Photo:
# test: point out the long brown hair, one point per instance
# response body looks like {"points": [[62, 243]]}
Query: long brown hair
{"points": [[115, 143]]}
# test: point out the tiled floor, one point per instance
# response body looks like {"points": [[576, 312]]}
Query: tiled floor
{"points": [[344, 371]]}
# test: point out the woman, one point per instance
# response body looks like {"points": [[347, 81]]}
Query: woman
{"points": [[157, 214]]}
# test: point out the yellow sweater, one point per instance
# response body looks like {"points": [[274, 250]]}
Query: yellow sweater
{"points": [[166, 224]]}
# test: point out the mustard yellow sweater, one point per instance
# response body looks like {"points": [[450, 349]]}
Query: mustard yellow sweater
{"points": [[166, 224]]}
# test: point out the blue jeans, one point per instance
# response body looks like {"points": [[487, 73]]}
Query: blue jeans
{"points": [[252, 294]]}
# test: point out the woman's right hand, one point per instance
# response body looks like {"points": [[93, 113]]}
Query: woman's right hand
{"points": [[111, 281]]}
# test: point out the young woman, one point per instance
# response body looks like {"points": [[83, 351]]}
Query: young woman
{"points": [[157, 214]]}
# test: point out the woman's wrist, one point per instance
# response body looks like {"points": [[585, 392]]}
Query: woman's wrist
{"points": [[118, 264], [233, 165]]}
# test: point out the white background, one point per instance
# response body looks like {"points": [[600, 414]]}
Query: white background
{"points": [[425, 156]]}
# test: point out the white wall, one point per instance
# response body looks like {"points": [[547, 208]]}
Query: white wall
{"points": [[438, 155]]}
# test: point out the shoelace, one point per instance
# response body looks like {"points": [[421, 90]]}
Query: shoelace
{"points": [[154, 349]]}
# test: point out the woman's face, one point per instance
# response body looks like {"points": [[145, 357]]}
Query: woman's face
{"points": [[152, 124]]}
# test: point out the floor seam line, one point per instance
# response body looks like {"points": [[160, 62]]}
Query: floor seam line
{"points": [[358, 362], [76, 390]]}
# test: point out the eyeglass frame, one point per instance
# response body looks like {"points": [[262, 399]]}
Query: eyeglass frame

● **Task brief**: Retype every line of the data above, character for character, with nothing added or left out.

● **Result of the task**:
Photo:
# test: point out the long brown hair, one point per instance
# response body looks like {"points": [[62, 243]]}
Query: long brown hair
{"points": [[115, 143]]}
# test: point out the tiled floor, one point per instance
# response body looks like {"points": [[576, 312]]}
Query: tiled floor
{"points": [[344, 371]]}
# test: point out the woman, one point per instance
# response body looks like {"points": [[347, 81]]}
Query: woman
{"points": [[157, 214]]}
# test: point out the yellow sweater, one point per instance
# response body looks like {"points": [[274, 250]]}
Query: yellow sweater
{"points": [[166, 224]]}
# test: point out the mustard yellow sweater, one point per instance
# response body looks like {"points": [[450, 349]]}
Query: mustard yellow sweater
{"points": [[166, 224]]}
# test: point out the blue jeans, one point per instance
# response body looks like {"points": [[487, 73]]}
Query: blue jeans
{"points": [[252, 294]]}
# test: point out the woman's right hand, one point per instance
# response body looks like {"points": [[93, 113]]}
Query: woman's right hand
{"points": [[111, 281]]}
# test: point out the young woman, one point per instance
# response body looks like {"points": [[83, 351]]}
Query: young woman
{"points": [[157, 214]]}
# test: point out the woman's wrist, one point per instance
# response body looks like {"points": [[585, 392]]}
Query: woman's wrist
{"points": [[118, 264], [233, 165]]}
# test: point out the white background, one point per instance
# response body looks like {"points": [[600, 414]]}
Query: white background
{"points": [[425, 156]]}
# test: point out the white wall, one point per instance
# response body looks like {"points": [[547, 208]]}
Query: white wall
{"points": [[438, 155]]}
# test: point out the shoelace, one point per instance
# response body looks like {"points": [[421, 90]]}
Query: shoelace
{"points": [[154, 349]]}
# test: point out the woman's face, one point per instance
# response body looks like {"points": [[145, 357]]}
Query: woman's face
{"points": [[152, 124]]}
# test: point out the floor seam line, one point per instance
# response body looks like {"points": [[160, 62]]}
Query: floor seam line
{"points": [[358, 362], [76, 390]]}
# test: point out the eyeglass frame, one point per instance
# response body looks like {"points": [[262, 399]]}
Query: eyeglass frame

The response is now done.